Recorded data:
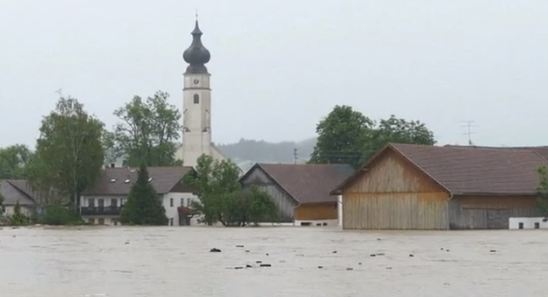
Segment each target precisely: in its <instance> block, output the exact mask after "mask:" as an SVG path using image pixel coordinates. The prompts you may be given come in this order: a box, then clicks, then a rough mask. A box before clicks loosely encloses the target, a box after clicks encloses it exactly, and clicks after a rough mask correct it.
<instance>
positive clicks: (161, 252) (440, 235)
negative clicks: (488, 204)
mask: <svg viewBox="0 0 548 297" xmlns="http://www.w3.org/2000/svg"><path fill="white" fill-rule="evenodd" d="M547 247H548V232H546V231H540V230H536V231H448V232H437V231H432V232H427V231H424V232H422V231H421V232H418V231H408V232H398V231H391V232H357V231H339V230H336V229H325V228H314V227H311V228H293V227H278V228H267V227H261V228H244V229H240V228H206V227H189V228H168V227H161V228H157V227H147V228H130V227H128V228H126V227H119V228H112V227H111V228H108V227H79V228H46V227H32V228H20V229H11V228H3V229H2V230H0V256H1V258H0V261H1V269H0V280H1V282H0V296H10V297H15V296H25V297H26V296H33V297H34V296H40V297H42V296H56V297H64V296H67V297H68V296H82V297H83V296H86V297H98V296H109V297H110V296H112V297H123V296H124V297H125V296H127V297H130V296H132V297H133V296H147V297H152V296H162V297H163V296H231V297H232V296H239V297H244V296H249V297H251V296H253V297H255V296H307V297H308V296H330V297H334V296H544V295H545V292H546V290H547V289H548V282H547V281H546V280H547V279H548V248H547ZM211 248H218V249H221V252H220V253H211V252H210V249H211ZM257 261H260V263H257ZM260 264H270V265H271V267H260ZM246 266H251V267H246Z"/></svg>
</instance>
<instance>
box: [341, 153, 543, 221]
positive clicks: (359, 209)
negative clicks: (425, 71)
mask: <svg viewBox="0 0 548 297" xmlns="http://www.w3.org/2000/svg"><path fill="white" fill-rule="evenodd" d="M547 157H548V148H547V147H536V148H486V147H465V146H445V147H438V146H423V145H411V144H389V145H387V146H386V147H385V148H384V149H382V150H381V151H380V152H378V153H377V154H376V155H375V156H374V157H372V158H371V160H369V162H368V163H367V164H366V165H365V166H363V167H362V168H361V169H360V170H358V171H356V173H354V174H353V175H352V176H351V177H350V178H348V179H347V180H346V181H345V182H343V183H342V184H341V185H340V186H339V187H337V189H336V190H335V191H333V194H338V195H342V201H343V202H342V203H343V218H342V222H343V228H344V229H505V228H508V219H509V217H531V216H539V211H538V209H537V207H536V197H537V191H536V188H537V186H538V184H539V178H538V174H537V169H538V167H539V166H541V165H547V164H548V161H547Z"/></svg>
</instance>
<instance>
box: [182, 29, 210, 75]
mask: <svg viewBox="0 0 548 297" xmlns="http://www.w3.org/2000/svg"><path fill="white" fill-rule="evenodd" d="M191 34H192V44H191V45H190V47H189V48H187V49H186V50H185V51H184V53H183V59H184V60H185V62H187V63H189V64H190V65H188V67H187V69H186V73H207V68H206V67H205V65H204V64H206V63H207V62H209V59H210V58H211V55H210V54H209V51H208V50H207V48H205V46H204V45H203V44H202V39H201V37H202V31H200V28H199V26H198V21H197V20H196V24H195V26H194V30H193V31H192V33H191Z"/></svg>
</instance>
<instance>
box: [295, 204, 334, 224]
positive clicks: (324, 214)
mask: <svg viewBox="0 0 548 297" xmlns="http://www.w3.org/2000/svg"><path fill="white" fill-rule="evenodd" d="M336 219H337V202H325V203H305V204H301V205H299V206H297V208H295V220H300V221H306V220H336Z"/></svg>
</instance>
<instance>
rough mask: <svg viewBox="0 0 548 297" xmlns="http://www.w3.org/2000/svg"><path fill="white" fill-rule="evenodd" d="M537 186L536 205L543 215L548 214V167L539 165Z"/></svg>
mask: <svg viewBox="0 0 548 297" xmlns="http://www.w3.org/2000/svg"><path fill="white" fill-rule="evenodd" d="M538 175H539V180H540V183H539V186H538V188H537V191H538V197H537V207H538V208H539V210H540V211H541V213H542V215H543V216H548V168H546V166H541V167H540V168H539V169H538Z"/></svg>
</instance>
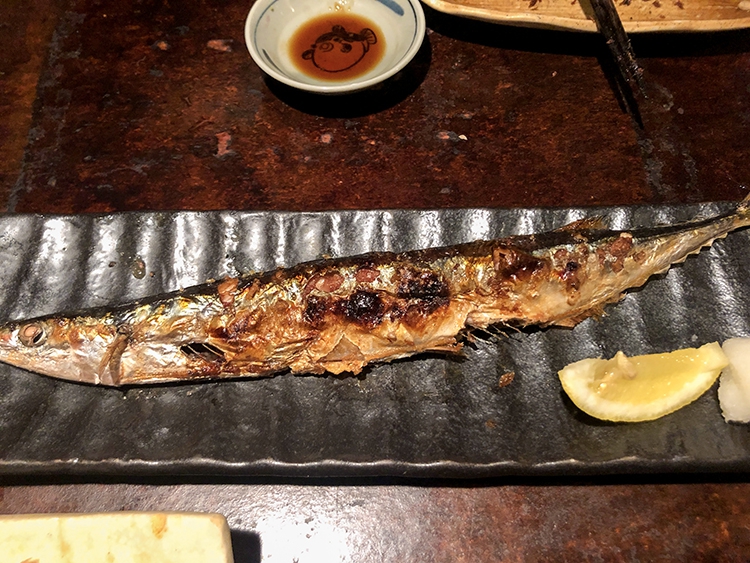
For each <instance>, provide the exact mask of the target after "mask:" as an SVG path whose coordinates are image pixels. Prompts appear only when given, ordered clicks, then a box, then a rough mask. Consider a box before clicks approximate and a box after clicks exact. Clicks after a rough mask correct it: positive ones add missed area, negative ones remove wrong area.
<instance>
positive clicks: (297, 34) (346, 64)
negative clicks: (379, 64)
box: [289, 13, 385, 82]
mask: <svg viewBox="0 0 750 563" xmlns="http://www.w3.org/2000/svg"><path fill="white" fill-rule="evenodd" d="M289 49H290V52H289V55H290V58H291V59H292V61H294V64H295V65H297V68H299V69H300V70H301V71H302V72H304V73H305V74H306V75H308V76H310V77H312V78H317V79H319V80H330V81H334V82H335V81H341V80H348V79H351V78H356V77H358V76H361V75H363V74H365V73H366V72H368V71H370V70H372V69H373V68H374V67H375V65H377V64H378V62H380V59H381V58H383V53H384V52H385V41H384V39H383V34H382V32H381V31H380V29H379V28H378V27H377V25H375V24H374V23H373V22H372V21H370V20H368V19H367V18H364V17H362V16H359V15H355V14H346V13H344V14H337V13H334V14H324V15H322V16H318V17H317V18H314V19H311V20H309V21H307V22H306V23H305V24H303V25H302V26H301V27H300V28H299V29H298V30H297V31H295V32H294V35H292V39H291V41H290V42H289Z"/></svg>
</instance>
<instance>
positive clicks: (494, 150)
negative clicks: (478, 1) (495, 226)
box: [0, 0, 750, 563]
mask: <svg viewBox="0 0 750 563" xmlns="http://www.w3.org/2000/svg"><path fill="white" fill-rule="evenodd" d="M546 2H547V0H540V2H538V6H539V9H542V8H543V7H544V6H545V5H546ZM637 2H638V3H640V4H637V3H636V0H634V2H633V3H631V6H633V5H636V7H638V6H641V7H644V6H646V5H647V6H650V7H651V9H654V8H655V7H654V5H653V4H654V3H650V2H649V3H643V2H641V0H637ZM683 2H684V0H683ZM684 3H685V4H687V2H684ZM521 7H523V6H521ZM528 7H529V6H528V4H527V5H526V8H528ZM672 8H673V7H672ZM247 9H249V6H248V5H244V4H241V3H231V2H228V1H219V0H210V1H204V2H197V1H188V2H183V3H169V2H162V1H158V0H141V1H135V0H133V1H124V2H112V1H108V0H99V1H95V0H90V1H83V0H34V1H32V2H21V1H16V0H12V1H10V2H5V3H3V4H2V6H0V26H2V30H3V33H2V34H0V46H1V47H2V50H1V51H0V72H1V73H2V75H1V76H2V80H1V81H0V108H2V111H0V131H1V132H2V136H1V137H0V155H2V159H0V208H2V209H4V210H6V211H8V212H39V213H69V212H109V211H127V210H131V209H217V208H235V209H300V210H303V209H335V208H377V207H380V208H382V207H404V208H425V207H451V206H457V207H462V206H481V205H487V206H530V205H552V206H555V205H558V206H568V205H586V204H622V203H639V202H653V203H657V202H693V201H708V200H720V199H739V198H740V197H743V196H744V195H745V194H746V193H747V191H748V182H750V159H748V158H747V149H748V141H747V139H748V138H750V137H749V136H748V129H749V128H750V55H749V53H750V36H748V33H747V32H745V31H734V32H724V33H719V34H705V35H689V36H662V35H654V36H649V37H645V36H641V37H636V38H634V46H635V49H636V53H637V54H638V55H639V57H640V58H641V62H642V65H643V67H644V68H645V71H646V77H647V81H648V84H649V87H650V89H651V96H650V99H649V100H648V101H647V102H645V103H644V104H642V106H641V111H642V114H643V122H644V127H643V128H639V127H637V126H635V125H634V124H633V122H632V121H631V120H630V118H629V117H628V116H627V115H626V114H625V113H624V112H623V111H622V109H621V106H620V104H619V102H618V99H617V96H616V95H615V93H614V91H613V89H612V88H611V84H610V82H609V76H610V75H609V73H608V70H607V63H606V57H605V56H604V55H603V53H605V52H606V51H605V49H606V48H605V46H604V45H602V44H600V43H599V42H598V41H597V38H596V36H595V35H593V34H592V35H583V34H567V33H561V32H542V31H539V30H520V29H516V28H511V27H505V26H495V25H491V24H486V23H481V22H472V21H469V20H457V19H454V18H452V17H450V16H446V15H443V14H441V13H439V12H436V11H432V10H429V9H428V11H427V15H428V27H429V33H428V36H427V40H426V42H425V46H424V48H423V50H422V52H421V54H420V55H419V56H418V58H417V59H416V60H415V63H414V64H413V65H412V66H411V67H410V69H409V70H408V71H407V72H405V73H404V74H403V75H401V76H400V77H399V78H398V79H397V80H396V81H394V83H393V84H391V86H393V88H391V87H390V86H389V89H388V90H383V91H378V92H374V93H370V94H367V95H365V96H363V97H360V98H355V99H324V100H321V99H315V98H312V99H311V98H309V97H306V96H300V95H298V94H297V93H295V92H290V91H287V90H284V89H283V88H280V87H279V85H277V84H274V83H272V82H270V81H268V80H266V79H264V78H263V77H262V76H261V75H260V74H259V72H258V70H257V68H256V67H254V65H253V64H252V62H251V61H250V60H249V57H248V55H247V54H246V52H245V50H244V45H242V41H241V30H242V19H243V17H244V14H245V13H246V11H247ZM678 9H679V8H678ZM686 9H688V7H687V6H686ZM216 40H221V41H225V42H226V43H218V45H229V46H230V49H229V50H217V49H216V48H215V47H211V46H209V45H213V46H216V45H217V43H210V42H211V41H216ZM509 431H511V429H509ZM749 431H750V430H749ZM0 484H1V485H2V487H0V512H3V513H26V512H68V511H71V512H79V511H86V512H91V511H102V510H129V509H138V510H151V509H153V510H165V509H180V510H203V511H219V512H222V513H224V514H225V515H226V516H227V518H228V519H229V522H230V525H231V526H232V528H233V534H234V537H233V539H234V545H235V550H236V555H237V561H238V563H250V562H255V561H299V562H307V561H357V562H365V561H451V562H454V561H467V562H468V561H576V562H578V561H675V562H677V561H747V560H750V506H748V499H750V484H749V483H748V482H747V476H746V475H739V476H733V477H731V479H730V480H726V479H725V478H724V476H721V475H691V476H686V477H682V478H681V477H679V476H666V477H665V476H650V477H649V476H631V477H622V478H612V479H608V480H606V481H602V480H596V479H594V480H592V481H588V482H579V481H571V480H570V479H557V480H552V481H550V480H532V481H527V482H518V481H514V480H500V481H490V482H486V481H476V482H475V481H470V482H465V481H461V482H454V481H447V482H424V481H417V482H409V481H401V482H393V481H391V482H379V481H378V480H371V481H367V482H351V481H338V482H337V481H326V482H315V481H306V480H301V481H298V482H284V481H272V480H259V479H256V480H252V481H246V482H215V483H201V482H199V481H198V480H192V481H191V480H187V482H185V481H184V480H183V481H181V482H180V481H176V480H169V479H167V480H160V481H158V482H157V481H153V482H145V483H118V482H117V479H114V480H108V481H103V480H102V479H95V478H92V479H83V482H80V481H76V482H73V481H71V480H70V479H66V478H65V477H64V476H61V477H60V479H59V480H57V481H47V482H45V483H42V482H39V481H35V480H34V479H31V478H28V477H24V476H18V477H15V478H4V480H3V482H2V483H0Z"/></svg>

Work item:
An exact printout of the entries is wanted, covering the first line through the line holding "positive clicks: (161, 252) (440, 235)", with pictures kept out of it.

Your response:
Segment each target precisely: in its <instance> block, output the exact mask after "mask:" as an SVG path using image pixel coordinates. The prompts you may be given come in this order: a box, then clicks, then a rough mask. A box before clicks loosely encloses the target, a box after clicks encloses it exactly, and clicks after a rough mask correct it.
<instance>
positive clicks: (161, 252) (440, 235)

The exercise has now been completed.